TAREFA
Resuma, por favor, o texto sobre o Dia Internacional da Amizade em duas frases.

EXCERTO DO TEXTO
((
O dia 20 de Julho foi o dia do amigo:
Dia internacional da Amizade.

Estava na manhã desse dia – ainda nem 9 horas – de carro a caminho de Setúbal (em sentido oposto… – digamos para Sul)... ao contrário do habitual em dias de semana… (pois era Segunda-Feira).
Ouvia a rádio… e foi através de uma das emissões radiofónicas do momento que soube que afinal existia um Dia Internacional da Amizade… (mais vale tarde que nunca…  – diz o povo).
Ainda nem 9 da manhã… (Um dia inteiro pela frente…).
Pensei : tenho que escrever (ou dizer) algo que venha a propósito…
Não o fiz no dia em que mais oportuno era  fazê-lo…
Faço-o hoje (22 de Julho do ano de 2015… Dois dias depois)
… E afinal o que hoje faço não é mais que reeditar a seguir um texto já por mim publicado neste blogue no dia 4 de Fevereiro deste ano.
É uma crónica que manifesta uma sincera gratidão… (provavelmente a crónica mais nostálgica que até hoje escrevi… Ou uma das mais nostálgicas).
Além do amigo em quem pensava no momento, outros (de entre os quais uns igualmente antigos e outros mais recentes) lhes juntaria…
Entre os recentes,  novos amigos que conheci entretanto nos ambientes do fado (Mouraria, Alfama, Bairro Alto…) juntaria.
Estes outros de que falo, ao lerem as linhas deste texto (se as lerem... - palavras do coração) perceberão que subliminarmente a eles me refiro.

Um forte abraço para todos vós (caros amigos).         


M. Gama Duarte
22 de Julho de 2015
 

            


O imanente e o inesquecível 
(Crónica)


    
Naquela tarde Lúcio, em pensamento, recordou aqueles tempos:

Bem me lembro… era sempre por esta altura do ano (no princípio de Dezembro) que, mais dia menos dia, à conversa com o meu amigo Gonçalo ele me contava a sua ida, dias atrás, ao mercado da vila… ou dizia-me que em breve por lá passaria e de lá viria com o cabazinho do costume atestado… E tudo o que trazia se destinava já aos festejos de Natal partilhados em casa e em família…”.

Nesses tempos que Lúcio recordava, Gonçalo ainda vivia para os lados da Ericeira, mas frequentemente se deslocava a Lisboa.
Quando em conversa vinha à baila a tal corrida ao mercado da vila – o que já era tradição –, mais uma vez ficava reforçada a certeza de que o amigo Gonçalo se mantinha um rapaz organizado e precavido, abastecendo-se a tempo de tudo o que era necessário, e conveniente. Diferente de outros que, sem emenda e repetindo o mesmo descuido dos anos passados, guardam tudo para “a última hora”, e que, por assim ser o seu costume, se metiam em embaraços…

Lúcio tinha ainda consigo um livro que o seu amigo lhe emprestara no início do ano transacto – isto após o Natal, e precisamente durante um jantar que o amigo Gonçalo oferecera aos seus mais íntimos e chegados: familiares e amigos do peito.
))
INFORMAÇÃO EXTRAÍDA
((
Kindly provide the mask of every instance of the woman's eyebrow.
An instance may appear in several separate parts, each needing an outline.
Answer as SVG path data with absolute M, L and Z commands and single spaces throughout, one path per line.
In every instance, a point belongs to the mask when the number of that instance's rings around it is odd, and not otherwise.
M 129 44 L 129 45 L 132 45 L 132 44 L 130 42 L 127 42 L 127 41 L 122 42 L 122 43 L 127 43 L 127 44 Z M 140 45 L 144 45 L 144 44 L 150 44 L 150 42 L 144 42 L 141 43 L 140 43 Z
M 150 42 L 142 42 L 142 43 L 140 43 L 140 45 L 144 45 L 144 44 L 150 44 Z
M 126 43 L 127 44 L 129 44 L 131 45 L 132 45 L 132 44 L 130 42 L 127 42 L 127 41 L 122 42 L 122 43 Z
))
RESOLUÇÃO DA TAREFA
M. Gama Duarte conta que soube pela rádio, na manhã de 20 de julho, a caminho de Setúbal, que existia um Dia Internacional da Amizade e que, dois dias depois, reedita uma crónica publicada no blogue a 4 de fevereiro, dirigida também a amigos antigos e recentes. Na crónica, Lúcio recorda como o amigo Gonçalo, que então vivia para os lados da Ericeira, ia no princípio de dezembro ao mercado da vila abastecer-se para o Natal, o que confirmava ser um rapaz organizado e precavido.